### [Teks Hasil Ekstraksi]
---*---

Tidak bisa lagi alpa, acuh tak acuh bahkan ingin membungkam arah gerakan itu.
Jika pemerintah tidak bisa membantu secara kebijakan, setidaknya support kegiatan mereka.
Yang ingin mengembangkan potensi kepelatihan di bidang keolahragaan, support mereka, karena mereka ingin menyelamatkan adik-adik generasi dari ancaman komix dan ehabon.
Yang ingin mengembangkan di bidang ITE, support mereka karena masih banyak tenaga-tenaga di desa yang kurang menguasai ITE.
Yang ingin mengembangkan di bidang kesehatan, support mereka, karena mereka melayani masyarakat secara tulus.
Bagi mereka upah bukan menjadi tolak ukur dalam pelayanan kesehatan, bahkan sering mereka gratiskan.
Yang ingin mengembangkan pertanian, support mereka dalam meneliti pupuk, unsur hara tanah bahkan tanaman yang akan dibudidayakan.
Yang ingin mengembangkan potensi dalam politik, support mereka, karena mereka bisa memberikan pendidikan-pendidikan politik yang sesungguhnya kepada masyarakat.
Jangan biarkan gererasi emas kampung ini menjadi tamu di kampungnya sendiri.
Jangan biarkan mereka terasing dan terpinggirkan oleh gerakan-gerakan politik praktis yang hanya akan menumpulkan cara berpikir dan cara pandang masyarakat.

---*---

### [Data yang Ditampilkan]
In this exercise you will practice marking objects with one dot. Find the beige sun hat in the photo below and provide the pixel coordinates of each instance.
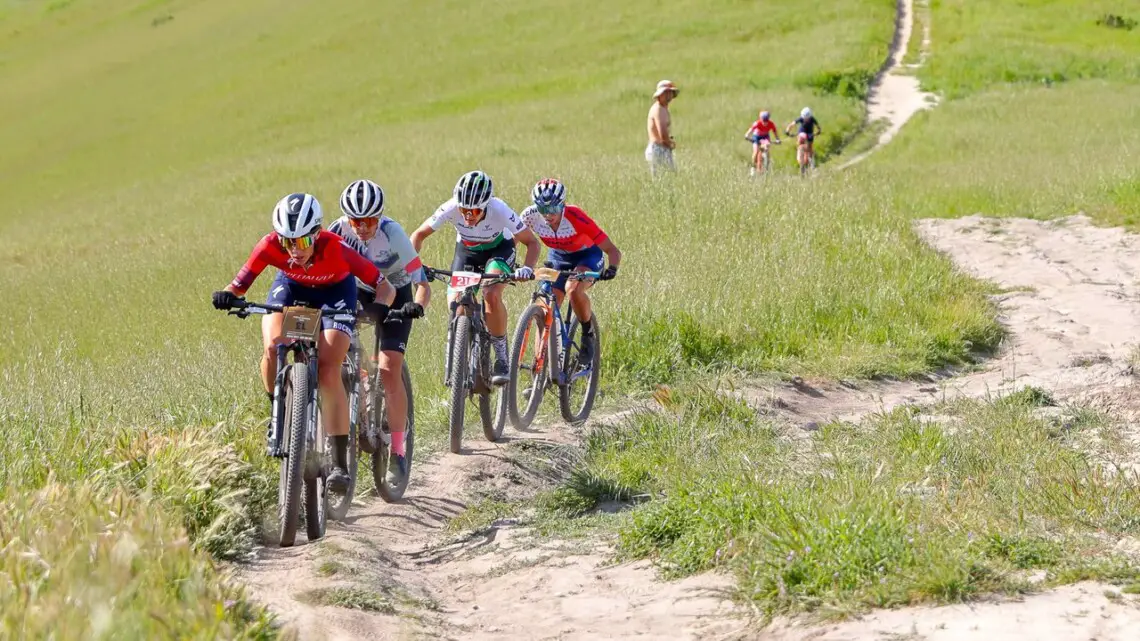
(666, 86)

---*---

### [Yang Harus Dikerjakan]
• 1. Ringkaslah teks hasil ekstraksi dalam dua kalimat.
• 2. Berdasarkan teks hasil ekstraksi, jelaskan dalam satu kalimat mengapa mereka yang ingin mengembangkan bidang ITE perlu didukung.

### [Jawaban Latihan]
• 1. Teks ini meminta pemerintah agar, jika tidak bisa membantu secara kebijakan, setidaknya mendukung kegiatan mereka yang ingin mengembangkan potensi di bidang keolahragaan, ITE, kesehatan, pertanian, dan politik. Teks ini juga mendesak agar generasi emas kampung tidak dibiarkan menjadi tamu di kampungnya sendiri atau terasing dan terpinggirkan oleh gerakan politik praktis.

• 2. Mereka perlu didukung karena masih banyak tenaga di desa yang kurang menguasai ITE.